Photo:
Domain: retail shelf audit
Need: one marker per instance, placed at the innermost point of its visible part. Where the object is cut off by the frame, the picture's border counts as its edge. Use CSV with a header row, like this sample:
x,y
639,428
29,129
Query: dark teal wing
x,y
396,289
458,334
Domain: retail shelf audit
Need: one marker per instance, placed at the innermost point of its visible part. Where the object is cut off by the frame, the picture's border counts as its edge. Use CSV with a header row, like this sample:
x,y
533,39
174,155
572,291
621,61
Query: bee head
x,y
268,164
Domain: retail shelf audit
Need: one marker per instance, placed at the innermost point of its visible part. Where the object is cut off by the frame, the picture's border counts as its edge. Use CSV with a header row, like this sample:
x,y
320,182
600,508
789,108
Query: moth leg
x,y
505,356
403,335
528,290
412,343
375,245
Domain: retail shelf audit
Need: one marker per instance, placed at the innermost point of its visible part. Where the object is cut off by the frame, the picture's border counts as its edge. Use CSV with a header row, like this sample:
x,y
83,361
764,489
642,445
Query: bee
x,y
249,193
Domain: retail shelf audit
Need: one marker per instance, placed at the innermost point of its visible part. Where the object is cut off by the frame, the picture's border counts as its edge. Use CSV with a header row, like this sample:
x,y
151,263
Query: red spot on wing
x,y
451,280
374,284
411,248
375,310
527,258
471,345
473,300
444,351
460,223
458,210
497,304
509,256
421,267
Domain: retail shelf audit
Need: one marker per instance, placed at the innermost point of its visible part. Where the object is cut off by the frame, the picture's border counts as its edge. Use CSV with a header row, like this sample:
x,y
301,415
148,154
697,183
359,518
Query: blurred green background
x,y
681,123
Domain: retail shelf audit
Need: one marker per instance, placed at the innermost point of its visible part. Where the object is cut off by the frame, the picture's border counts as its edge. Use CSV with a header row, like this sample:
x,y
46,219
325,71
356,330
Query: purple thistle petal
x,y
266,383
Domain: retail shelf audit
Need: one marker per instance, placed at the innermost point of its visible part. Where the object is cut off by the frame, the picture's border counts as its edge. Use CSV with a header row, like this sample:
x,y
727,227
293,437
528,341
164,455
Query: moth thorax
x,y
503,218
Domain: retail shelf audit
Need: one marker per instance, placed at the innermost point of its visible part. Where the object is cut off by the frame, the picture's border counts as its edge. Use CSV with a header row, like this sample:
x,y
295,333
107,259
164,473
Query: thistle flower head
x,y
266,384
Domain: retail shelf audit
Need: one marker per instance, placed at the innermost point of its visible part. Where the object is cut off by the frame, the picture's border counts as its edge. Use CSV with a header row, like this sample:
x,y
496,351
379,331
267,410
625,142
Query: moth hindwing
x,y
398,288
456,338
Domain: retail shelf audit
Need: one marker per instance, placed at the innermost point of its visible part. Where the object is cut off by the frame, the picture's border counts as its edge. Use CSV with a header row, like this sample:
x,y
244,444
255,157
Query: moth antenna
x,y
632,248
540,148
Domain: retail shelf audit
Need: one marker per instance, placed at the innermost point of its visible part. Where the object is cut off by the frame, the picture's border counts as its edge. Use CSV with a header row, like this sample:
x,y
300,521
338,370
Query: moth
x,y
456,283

-.-.-

* Aim of the task *
What you should produce is an exact copy of the records above.

* Result of this task *
Photo:
Domain: retail shelf audit
Need: one marker per instance, placed at the innermost point of its visible part. Where the object is cut off by the frame, the picture's border counts as its edge. Use CSV with a header row, like this sample:
x,y
639,428
29,129
Query: dark teal wing
x,y
396,289
458,334
Domain: retail shelf audit
Need: one marker per instance, placed at the innermost point of its visible part. Where the object is cut off by the frame, the picture's border counts as its edge. Use CSV with a header row, like this sample:
x,y
533,39
174,155
572,291
621,61
Query: bee head
x,y
268,164
Domain: retail shelf audit
Need: one marker per instance, placed at the innermost point of its visible part. Where the object is cut off by the frame, the picture's border counts as its edge. Use CSV with a header row, like this sample:
x,y
320,182
600,508
789,108
Query: moth leg
x,y
505,356
403,335
528,290
412,343
375,245
Domain: retail shelf audit
Need: one marker per instance, placed at the innermost point of its visible part. Where the object is cut off by the frame, the picture's border counts as its edge. Use CSV with a header row, like this sample:
x,y
83,361
764,489
642,445
Query: bee
x,y
249,193
Domain: retail shelf audit
Need: one marker per instance, placed at the innermost point of its visible part. Where the object is cut off by the frame, the picture's border counts as its edge. Use CSV with a header row, like this sample:
x,y
151,263
Query: red spot on wing
x,y
451,280
374,284
411,248
375,310
527,258
471,345
473,300
444,351
460,223
458,210
497,304
509,256
421,267
Domain: retail shelf audit
Need: one marker per instance, placed at the innermost point of its visible part. Where the object is cut off by the frame, the picture's border counts as its edge. Use CSV with a header row, like this sample:
x,y
301,415
148,154
697,183
359,518
Query: blurred green background
x,y
681,123
Domain: retail shelf audit
Need: one marker per instance, placed at the innermost point of its visible part. Where the object is cut off by the frame, the picture's border counts as its edge. Use CSV with a header row, like this sample:
x,y
46,219
325,71
356,330
Query: purple thistle petal
x,y
266,383
Domain: retail shelf audit
Need: one marker per instance, placed at the innermost point of its visible part. Where the object is cut off by the frame, the picture's border counts as its edge. Use CSV with a header row, like this sample:
x,y
727,227
293,437
528,341
164,455
Query: moth thorax
x,y
503,218
Domain: retail shelf audit
Need: one marker per instance, placed at the innermost point of its visible part. Where the object is cut off by the frame, the picture's border counts as its edge. Use CSV with a header row, like this sample:
x,y
295,333
107,259
164,473
Query: thistle flower head
x,y
266,384
Domain: retail shelf audit
Need: one marker per instance, placed at the innermost point of its visible part. Where the object is cut off by the frame, the picture's border counts as its edge. Use CSV with a header row, like this sample:
x,y
496,351
379,331
267,410
625,142
Query: moth hindwing
x,y
398,288
456,338
Domain: retail shelf audit
Need: one marker per instance, placed at the innermost point of its visible part. Where the object is cut off by the frame, the picture's border counts as its edge. Use CSV with a header row, like this sample:
x,y
244,444
255,157
Query: moth antenna
x,y
632,248
540,148
Domain: retail shelf audit
Need: one marker per instance, placed at the innermost point of its visible part. Where the object is cut off by the frame, the picture's border counts as its edge. Use CSV with a header row, like this sample:
x,y
300,521
338,370
Query: moth
x,y
456,283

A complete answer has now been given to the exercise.